* Problem to solve: From the first line to the last, retype the listing without any alteration.

═════ Input data ═════

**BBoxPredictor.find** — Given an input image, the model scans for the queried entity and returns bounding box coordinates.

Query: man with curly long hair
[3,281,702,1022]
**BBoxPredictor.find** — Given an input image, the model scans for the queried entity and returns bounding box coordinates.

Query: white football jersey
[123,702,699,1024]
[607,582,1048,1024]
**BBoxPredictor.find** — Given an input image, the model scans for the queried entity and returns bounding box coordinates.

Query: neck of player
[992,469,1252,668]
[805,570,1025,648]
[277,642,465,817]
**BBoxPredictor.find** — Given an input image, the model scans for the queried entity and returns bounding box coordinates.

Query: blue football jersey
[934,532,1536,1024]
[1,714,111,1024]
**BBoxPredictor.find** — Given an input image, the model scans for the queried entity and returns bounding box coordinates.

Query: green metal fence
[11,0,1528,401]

═════

* Result:
**BBoxPredictor.find** — Given an input image, the model scans for the queried entity and returns bounding box coordinates.

Query: man with curly long hair
[3,281,702,1022]
**BBoxPredictor.find** — Given an input image, the model scans for the queried entity and returns bounding box coordinates.

Query: white football jersey
[123,702,699,1024]
[607,582,1048,1024]
**BBoxPredictor.find** — Given an input image, the model scans for the queried entity and returns bounding box coordinates.

Query: neck of player
[992,469,1252,668]
[805,570,1025,648]
[277,642,465,817]
**BBoxPredictor.find** — Given an input image, the model scans for the queried entity and returns bounding box coordinates.

Query: blue football jersey
[934,532,1536,1024]
[1,714,111,1024]
**BBoxPredictor.find** — Given an input image, the model scans for the queried entity and returns bounding box coordinates.

Query: green metal fence
[11,0,1528,401]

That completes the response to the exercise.